Records for this task
# # # # #

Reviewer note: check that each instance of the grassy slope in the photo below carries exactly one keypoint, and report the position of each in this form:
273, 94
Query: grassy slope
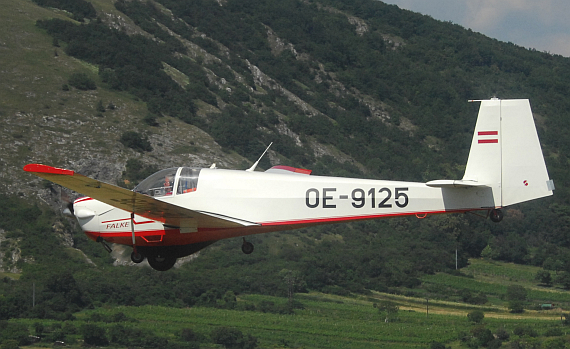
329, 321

# # # # #

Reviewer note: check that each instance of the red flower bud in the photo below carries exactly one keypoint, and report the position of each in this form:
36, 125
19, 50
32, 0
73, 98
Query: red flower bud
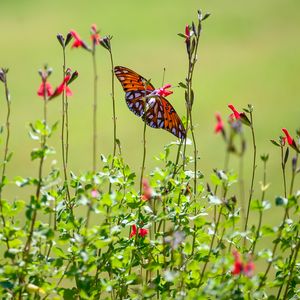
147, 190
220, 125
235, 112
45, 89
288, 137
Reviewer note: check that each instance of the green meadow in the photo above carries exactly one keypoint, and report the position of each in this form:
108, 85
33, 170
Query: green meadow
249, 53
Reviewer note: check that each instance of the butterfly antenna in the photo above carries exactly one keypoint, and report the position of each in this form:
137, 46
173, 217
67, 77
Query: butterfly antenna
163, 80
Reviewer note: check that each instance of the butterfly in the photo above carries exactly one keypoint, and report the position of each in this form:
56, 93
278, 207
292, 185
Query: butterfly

# # # # #

Work to complete
Return each line in the records above that contains the word "Query", copied in full.

Final result
Query: grassy slope
Query: red flower bud
Query: green meadow
Query: butterfly antenna
Query: butterfly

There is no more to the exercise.